+++ Page excerpt +++

- Smart collar service
- Appendix
- References
Design a scalable system which can track pet(s). These pet activities are considered:
- Physical activities (run, walk)
- Barking and its duration
- Location tracking while running or walking on map (lat, long)
Smart collar sends various actions items to IoT device via bluetooth/RF. Every collar is uniquely identified via its deviceid. This id is used in the dynamodb database table's Partition Key.
IoT (Internet of Things) device is responsible to publish events to system via HTTP POST. Multiple collar devices can be connected to a IoT device.
Sample POST Graphql is covered under Query and Mutation section.
Lambda function is exposed http endpoints via API Gateway. This provides highly available and scalable solution. Caching by API Gateway can be enable to provide the latency of requests to APIs. The default TTL for API Gateway caching is 5 minutes.
Business rules are implemented in the AWS Lambda. Serverless or lambda is managed service provided by cloud providers, AWS in our implementation.
Lambda is completely even driven i.e. it will only run when invoked. This is perfect for application services having quiet periods followed by peaks in traffic.
Lambda really works well with API Gateway. Here sole purpose of using lambda behind API Gateway is to expose lambda function through HTTP endpoint.
Lambda can instantly scale up to a large number of parallel executions, for which the limit is controlled by the no of concurrent requests. Downscaling is handled by terminating the lambda functions as soon as it completes the operation.
Serverless implementation is cheap because it meant to be run seldom and you are only billed for the time it executes.
There is only one disadvantage: lambda has cold start. Only first request get response a bit slower. However this can be avoided by regular polling or using warmup plugin.
Dynamodb is used to persist data provided by collar.
DynamoDB is fully managed NoSQL database provided by AWS.
DynamoDB supports a document oriented data model. It means in order to create a table, we just need to define the primary key. Items can be added into the table with dynamic set of attributes. DynamoDB supports the following data types:
- Scalar Data types: Number, String, Binary, Boolean
- Collection Data types: Set, Map, List
DynamoDB tables require users to reserver Read Capacity Unit (RCU) and Write Capacity Unit (WCU) upfront. Mostly read tables should have higher RCU values than less read tables.

+++ Entries +++

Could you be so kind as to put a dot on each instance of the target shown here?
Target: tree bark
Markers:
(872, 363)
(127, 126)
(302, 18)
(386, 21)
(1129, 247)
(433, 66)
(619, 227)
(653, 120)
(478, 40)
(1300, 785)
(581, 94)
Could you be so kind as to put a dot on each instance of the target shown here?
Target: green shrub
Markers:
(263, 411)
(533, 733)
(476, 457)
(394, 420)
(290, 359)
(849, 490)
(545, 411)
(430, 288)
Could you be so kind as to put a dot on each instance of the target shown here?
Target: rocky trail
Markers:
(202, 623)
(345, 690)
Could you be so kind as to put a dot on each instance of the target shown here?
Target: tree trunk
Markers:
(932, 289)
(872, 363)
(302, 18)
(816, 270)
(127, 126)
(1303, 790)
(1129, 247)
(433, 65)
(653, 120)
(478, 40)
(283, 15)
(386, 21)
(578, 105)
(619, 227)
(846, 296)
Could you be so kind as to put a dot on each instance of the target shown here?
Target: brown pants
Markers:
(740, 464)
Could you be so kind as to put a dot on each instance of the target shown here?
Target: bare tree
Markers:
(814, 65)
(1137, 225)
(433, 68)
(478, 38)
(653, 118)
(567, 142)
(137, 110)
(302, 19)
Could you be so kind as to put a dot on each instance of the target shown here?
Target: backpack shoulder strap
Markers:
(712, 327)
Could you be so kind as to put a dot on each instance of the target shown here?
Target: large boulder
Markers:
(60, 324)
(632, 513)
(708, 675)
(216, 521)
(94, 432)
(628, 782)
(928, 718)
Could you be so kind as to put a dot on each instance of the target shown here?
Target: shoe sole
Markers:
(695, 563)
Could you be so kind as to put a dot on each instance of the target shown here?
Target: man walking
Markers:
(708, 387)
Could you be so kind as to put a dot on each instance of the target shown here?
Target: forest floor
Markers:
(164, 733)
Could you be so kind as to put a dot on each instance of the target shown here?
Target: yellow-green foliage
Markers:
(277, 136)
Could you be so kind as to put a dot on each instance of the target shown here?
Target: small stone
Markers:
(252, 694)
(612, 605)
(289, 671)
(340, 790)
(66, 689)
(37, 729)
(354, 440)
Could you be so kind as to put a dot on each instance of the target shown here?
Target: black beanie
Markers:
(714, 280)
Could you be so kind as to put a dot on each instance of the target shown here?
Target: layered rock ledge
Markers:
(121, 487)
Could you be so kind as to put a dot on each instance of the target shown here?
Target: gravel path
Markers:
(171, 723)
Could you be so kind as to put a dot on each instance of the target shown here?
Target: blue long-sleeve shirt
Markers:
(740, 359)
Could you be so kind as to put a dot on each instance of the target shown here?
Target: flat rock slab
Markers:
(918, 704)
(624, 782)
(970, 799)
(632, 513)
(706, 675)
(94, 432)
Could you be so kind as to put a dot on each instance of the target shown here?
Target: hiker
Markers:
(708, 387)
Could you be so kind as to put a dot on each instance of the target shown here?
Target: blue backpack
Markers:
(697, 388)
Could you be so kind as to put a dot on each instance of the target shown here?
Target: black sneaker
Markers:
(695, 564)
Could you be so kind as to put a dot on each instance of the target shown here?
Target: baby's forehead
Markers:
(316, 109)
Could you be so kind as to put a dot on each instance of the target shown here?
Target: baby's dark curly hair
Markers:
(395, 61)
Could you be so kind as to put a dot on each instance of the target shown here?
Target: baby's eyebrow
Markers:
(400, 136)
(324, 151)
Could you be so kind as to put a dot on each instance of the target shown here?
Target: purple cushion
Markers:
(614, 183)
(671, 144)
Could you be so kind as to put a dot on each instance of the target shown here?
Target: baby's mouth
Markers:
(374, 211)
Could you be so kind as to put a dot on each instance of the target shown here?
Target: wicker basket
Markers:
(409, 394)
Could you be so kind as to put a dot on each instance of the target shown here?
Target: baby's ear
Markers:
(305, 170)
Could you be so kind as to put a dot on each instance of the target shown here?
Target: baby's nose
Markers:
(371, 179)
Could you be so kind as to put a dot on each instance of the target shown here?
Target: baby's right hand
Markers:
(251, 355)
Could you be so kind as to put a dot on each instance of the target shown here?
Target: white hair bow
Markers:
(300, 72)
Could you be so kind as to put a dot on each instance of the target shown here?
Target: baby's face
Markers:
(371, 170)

+++

**Prompt**. Copy everything in the smart collar system design above, from "Lambda can instantly" down to "provided by collar.".

**Task answer**.
Lambda can instantly scale up to a large number of parallel executions, for which the limit is controlled by the no of concurrent requests. Downscaling is handled by terminating the lambda functions as soon as it completes the operation.
Serverless implementation is cheap because it meant to be run seldom and you are only billed for the time it executes.
There is only one disadvantage: lambda has cold start. Only first request get response a bit slower. However this can be avoided by regular polling or using warmup plugin.
Dynamodb is used to persist data provided by collar.